__Exercise__
Repeat the entries below exactly as they appear, with no pictures.

☆ ☆ ☆

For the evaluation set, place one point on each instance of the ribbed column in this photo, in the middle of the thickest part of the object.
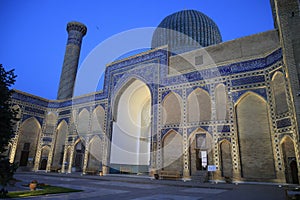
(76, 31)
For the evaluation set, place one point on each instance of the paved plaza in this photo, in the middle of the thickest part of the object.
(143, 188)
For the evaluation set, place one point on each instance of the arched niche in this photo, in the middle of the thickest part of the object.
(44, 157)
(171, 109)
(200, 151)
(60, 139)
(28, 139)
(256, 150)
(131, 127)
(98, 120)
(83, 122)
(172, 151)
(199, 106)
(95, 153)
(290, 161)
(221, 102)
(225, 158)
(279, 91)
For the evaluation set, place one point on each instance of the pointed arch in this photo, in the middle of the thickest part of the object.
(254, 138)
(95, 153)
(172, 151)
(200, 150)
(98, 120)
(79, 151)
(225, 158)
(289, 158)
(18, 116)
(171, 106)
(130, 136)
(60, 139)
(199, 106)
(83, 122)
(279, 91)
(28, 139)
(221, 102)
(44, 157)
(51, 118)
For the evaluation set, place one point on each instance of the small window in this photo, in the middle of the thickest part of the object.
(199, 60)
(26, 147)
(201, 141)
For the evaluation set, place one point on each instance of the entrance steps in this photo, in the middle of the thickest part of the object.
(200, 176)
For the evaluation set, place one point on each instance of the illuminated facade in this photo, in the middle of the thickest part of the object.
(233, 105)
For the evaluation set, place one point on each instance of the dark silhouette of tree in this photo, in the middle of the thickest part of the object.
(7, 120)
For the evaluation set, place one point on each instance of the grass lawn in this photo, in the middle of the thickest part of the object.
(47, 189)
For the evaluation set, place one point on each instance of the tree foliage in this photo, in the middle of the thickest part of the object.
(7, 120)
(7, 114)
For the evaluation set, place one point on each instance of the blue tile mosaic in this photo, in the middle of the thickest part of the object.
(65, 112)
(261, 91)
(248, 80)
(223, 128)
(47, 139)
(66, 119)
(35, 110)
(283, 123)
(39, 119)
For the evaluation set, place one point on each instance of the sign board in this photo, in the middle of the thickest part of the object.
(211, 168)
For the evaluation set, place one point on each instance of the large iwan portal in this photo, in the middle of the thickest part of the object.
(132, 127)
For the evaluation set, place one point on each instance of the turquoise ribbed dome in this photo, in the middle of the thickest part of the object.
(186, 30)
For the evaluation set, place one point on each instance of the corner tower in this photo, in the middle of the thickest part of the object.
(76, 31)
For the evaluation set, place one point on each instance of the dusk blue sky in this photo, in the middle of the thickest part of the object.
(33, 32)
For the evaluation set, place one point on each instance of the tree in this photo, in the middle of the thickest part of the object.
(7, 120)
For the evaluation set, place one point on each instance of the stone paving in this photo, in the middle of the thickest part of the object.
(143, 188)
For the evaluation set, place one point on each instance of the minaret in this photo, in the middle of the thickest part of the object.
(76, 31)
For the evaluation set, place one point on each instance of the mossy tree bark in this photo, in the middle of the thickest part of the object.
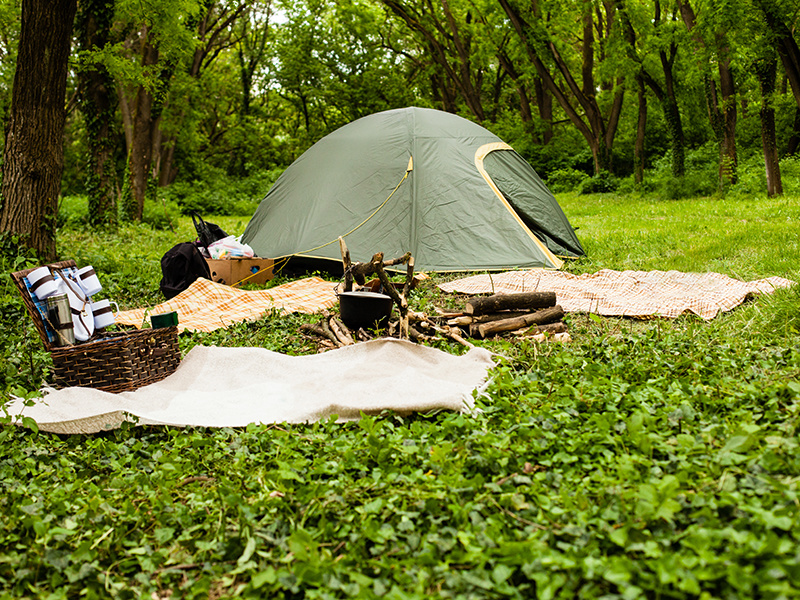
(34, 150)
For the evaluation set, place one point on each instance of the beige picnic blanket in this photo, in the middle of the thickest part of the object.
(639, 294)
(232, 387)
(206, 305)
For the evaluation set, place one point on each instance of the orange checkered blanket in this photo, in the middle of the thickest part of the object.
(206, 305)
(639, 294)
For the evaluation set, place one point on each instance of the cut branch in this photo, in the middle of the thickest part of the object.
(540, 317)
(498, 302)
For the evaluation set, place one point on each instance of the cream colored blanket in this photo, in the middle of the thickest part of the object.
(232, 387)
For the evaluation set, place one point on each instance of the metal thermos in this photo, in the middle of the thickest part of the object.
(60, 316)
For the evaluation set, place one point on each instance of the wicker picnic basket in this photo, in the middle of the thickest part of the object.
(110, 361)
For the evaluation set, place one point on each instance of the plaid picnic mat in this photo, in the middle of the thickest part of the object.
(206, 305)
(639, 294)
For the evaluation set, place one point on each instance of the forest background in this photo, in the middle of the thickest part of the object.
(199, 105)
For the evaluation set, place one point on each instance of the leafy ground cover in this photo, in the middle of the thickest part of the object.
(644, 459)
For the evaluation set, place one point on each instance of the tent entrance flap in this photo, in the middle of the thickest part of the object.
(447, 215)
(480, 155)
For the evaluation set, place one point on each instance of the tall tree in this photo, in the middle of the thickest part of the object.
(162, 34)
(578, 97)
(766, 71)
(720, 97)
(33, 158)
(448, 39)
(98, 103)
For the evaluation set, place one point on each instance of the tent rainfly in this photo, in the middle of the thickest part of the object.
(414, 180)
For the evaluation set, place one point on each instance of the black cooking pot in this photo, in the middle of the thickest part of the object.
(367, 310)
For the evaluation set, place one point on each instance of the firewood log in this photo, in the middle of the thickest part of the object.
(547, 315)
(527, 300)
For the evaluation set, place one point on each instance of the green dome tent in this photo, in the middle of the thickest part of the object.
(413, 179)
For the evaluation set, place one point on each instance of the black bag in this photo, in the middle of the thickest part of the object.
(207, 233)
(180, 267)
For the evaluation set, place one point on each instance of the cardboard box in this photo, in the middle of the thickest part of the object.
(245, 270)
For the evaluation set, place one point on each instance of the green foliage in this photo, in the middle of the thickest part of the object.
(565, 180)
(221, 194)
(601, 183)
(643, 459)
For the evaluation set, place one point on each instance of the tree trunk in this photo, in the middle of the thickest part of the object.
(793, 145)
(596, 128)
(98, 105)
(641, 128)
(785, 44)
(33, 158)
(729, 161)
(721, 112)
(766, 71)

☆ ☆ ☆

__Exercise result__
For the evaluation set, place one point on each instance of the ribbed column in this photo, in the middle of the thickest part of the object.
(76, 31)
For the evaluation set, place one point on each instance of the paved plaza in this photo, in the middle of the thickest part of the object.
(143, 188)
For the evaluation set, place one point on each instance of the arched niche in this photo, in the middle of the thickest part of the object.
(44, 157)
(171, 109)
(200, 151)
(60, 139)
(28, 139)
(256, 150)
(131, 127)
(98, 120)
(83, 122)
(172, 151)
(199, 106)
(95, 153)
(290, 161)
(221, 102)
(225, 158)
(279, 91)
For the evaluation set, place one point on each instance of the pointed arch in this photo, in the middle of the thickest part of the object.
(254, 138)
(95, 153)
(172, 151)
(200, 150)
(98, 120)
(79, 151)
(225, 158)
(289, 158)
(18, 116)
(171, 106)
(130, 136)
(60, 139)
(199, 106)
(83, 122)
(279, 91)
(28, 139)
(221, 102)
(44, 157)
(51, 118)
For the evaluation set, place one point on each instance of the small window in this photo, in the middle of the thickest part of the object.
(199, 60)
(26, 147)
(201, 141)
For the evaluation set, place one point on each instance of the entrance steps in this photo, in the middle of the thickest part of the object.
(200, 176)
For the evaluation set, place one point on each instance of the illuminated facade in this photo, in the middle of the thickest part of the object.
(233, 105)
For the evaluation set, place one point on each instance of the dark silhouette of tree in this photo, in the middle of the thickest part of the object.
(7, 120)
For the evaluation set, place one point on each instance of the grass lawn in this photo, in the middle of the thickest part of the object.
(47, 189)
For the evaluation set, place one point on each instance of the tree foliage in this photo, in the middle of the thickest part of the object.
(7, 120)
(7, 114)
For the evaluation set, place one point on each instance of the blue tile mosaic in this photo, in the middle of the thickest part of the object.
(65, 112)
(261, 91)
(248, 80)
(223, 128)
(47, 139)
(66, 119)
(35, 110)
(283, 123)
(39, 119)
For the evaluation set, place one point on each instance of the sign board in this photo, in the middle of the thickest part of the object.
(211, 168)
For the evaluation set, place one point on each instance of the large iwan portal in this photo, in the middle of the thickest part of the object.
(132, 127)
For the evaluation set, place one point on each instance of the turquoise ribbed dome in this photo, in the middle of the thickest part of the object.
(186, 30)
For the evaluation set, place one point on each instance of the corner tower in this photo, in the middle of the thickest part of the object.
(76, 31)
For the evaluation set, place one point on each instance of the dusk blue sky in this photo, in the middle of the thickest part of the object.
(33, 32)
For the evaluation set, place one point on each instance of the tree in this photo, in the middle of the thickest part of the object.
(7, 120)
For the evaluation set, place one point on each instance of the stone paving in this photo, in the middle of the thickest part of the object.
(143, 188)
For the evaluation set, place one point on each instance of the minaret in this photo, in the middle of the thickest part of the object.
(76, 31)
For the evaluation set, place one point on each instance of the mossy tree bark in this photo, in the middle of the thickest part of the object.
(34, 150)
For the evaluation set, place one point on each instance of the beige picnic blanket in this photo, in the middle of the thickest part of the object.
(639, 294)
(232, 387)
(206, 305)
For the evaluation set, place one point on each instance of the orange checkered blanket in this photo, in the middle of the thickest part of the object.
(206, 305)
(639, 294)
For the evaluation set, place one point on each instance of the cut branch in this photo, in the middle of the thickest part of the object.
(540, 317)
(498, 302)
For the evaluation set, place one point on each instance of the cream colored blanket in this photo, in the middle of the thickest part of the object.
(232, 387)
For the evaluation set, place one point on each instance of the metal thermos in this photo, in the middle of the thickest part of the object.
(60, 316)
For the evaluation set, place one point on each instance of the wicker picnic basket in this photo, in the middle of the thickest part of the object.
(110, 361)
For the evaluation set, place one point on each instance of the plaid picnic mat in this photo, in the middle of the thickest part of the object.
(206, 305)
(639, 294)
For the evaluation set, place one point on each instance of the forest background in this photo, in the middle of the thickest part of the object.
(199, 105)
For the evaluation set, place one point on each instance of the leafy ground cover in this photo, in the middle of the thickest part of the object.
(644, 459)
For the evaluation set, place one point on each instance of the tent entrance flap in this photo, in the middle of the thickest part of the object.
(447, 215)
(480, 155)
For the evaluation set, place one point on each instance of the tall tree in this photo, in the middle of the thickest part of the object.
(162, 34)
(578, 97)
(766, 71)
(720, 97)
(33, 158)
(448, 39)
(98, 103)
For the evaluation set, place one point on each instance of the tent rainfly in this photo, in the middle of the thickest part of the object.
(414, 180)
For the evaluation set, place one point on each instance of the black cooking pot in this photo, in the middle of the thickest part of the object.
(367, 310)
For the evaluation set, place one point on each instance of the firewood log in this photo, in the middle of the thickest part of the object.
(547, 315)
(527, 300)
For the evaluation set, place one point on each instance of the green dome tent in this photo, in the middle of the thickest part of the object.
(413, 179)
For the evaluation set, place one point on each instance of the black bag in this photo, in the middle of the thickest part of the object.
(207, 233)
(180, 267)
For the evaluation set, place one point on each instance of the cardboard box in this photo, in the middle of the thickest part of the object.
(245, 270)
For the evaluation set, place one point on each instance of the green foliage in this photo, in the middle of the thickest part of the object.
(565, 180)
(221, 194)
(601, 183)
(643, 459)
For the evaluation set, place one point on each instance of the tree trunk in this photo, in the middle of the thickest part of the object.
(793, 145)
(596, 128)
(98, 105)
(641, 128)
(785, 44)
(33, 158)
(729, 161)
(721, 112)
(766, 71)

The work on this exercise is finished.